* ARTICLE:
----

Also note that Invoice, Price and Bounds support basic arithmetic (addition, multiplication) so that they can be easily aggregated. See their methods for further reference.

Implied but left out

Paniql is not a complete solution, only a part of it. It only analyses the requests and does not make any decisions. Actual decision-making and related constraints are (presently) not handled by Paniql.

Recommended approach is to use Paniql together with a sliding time window quota system that can additionally have distinct quotas for different effective users (authenticated and/or not), client types (if known, e.g. which application/agent is making requests), client network locations (if known) and paths that requests took to arrive (e.g. which network interface and/or gateway). Since Paniql exposes many distinct metrics, the quotas would express different constrains for each metric of interest.

For example, any combination of the following could be envisioned as quotas:

  • Unauthenticated users have "0 per request" quotas on fields or types requiring authentication.

  • Unauthenticated users have certain quotas on authentication/login operations.

  • Different applications (client types) have "0 per request" quotas on operations they are not intended or built for. Those would imply "counterfeit" clients.

  • Different applications and users can have appropriate and distinct quotas that would meaningfully let them to their jobs and not more simply because they themselves are not expected to be able to handle more.

  • Multiple separate time window lengths can be specified, e.g. per second, per minute, per 15 minutes, per hour, per 8 hours, per day, such that quotas for longer windows are less than corresponding multiples of quotas of smaller windows.

----

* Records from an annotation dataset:
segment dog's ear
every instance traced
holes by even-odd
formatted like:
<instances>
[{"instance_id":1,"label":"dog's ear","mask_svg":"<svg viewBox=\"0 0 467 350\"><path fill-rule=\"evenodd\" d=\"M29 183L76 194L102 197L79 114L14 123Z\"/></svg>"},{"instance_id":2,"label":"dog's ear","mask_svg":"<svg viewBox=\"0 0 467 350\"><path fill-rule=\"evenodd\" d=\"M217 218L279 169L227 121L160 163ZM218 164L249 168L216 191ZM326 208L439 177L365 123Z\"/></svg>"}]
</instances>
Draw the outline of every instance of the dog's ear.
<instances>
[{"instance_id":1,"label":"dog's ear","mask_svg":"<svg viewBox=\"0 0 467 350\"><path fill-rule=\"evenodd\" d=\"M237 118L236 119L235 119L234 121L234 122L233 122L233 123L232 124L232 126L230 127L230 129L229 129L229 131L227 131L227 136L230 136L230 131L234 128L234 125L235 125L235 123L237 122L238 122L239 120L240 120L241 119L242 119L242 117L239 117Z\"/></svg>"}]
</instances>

----

* WRITTEN PROBLEM: Write out the Paniql text from "Implied but left" to "metric of interest.", substituting "queries" for each "requests". These records come from a separate source, not from the Paniql text.

* SOLUTION TO THIS EXERCISE:
Implied but left out

Paniql is not a complete solution, only a part of it. It only analyses the queries and does not make any decisions. Actual decision-making and related constraints are (presently) not handled by Paniql.

Recommended approach is to use Paniql together with a sliding time window quota system that can additionally have distinct quotas for different effective users (authenticated and/or not), client types (if known, e.g. which application/agent is making queries), client network locations (if known) and paths that queries took to arrive (e.g. which network interface and/or gateway). Since Paniql exposes many distinct metrics, the quotas would express different constrains for each metric of interest.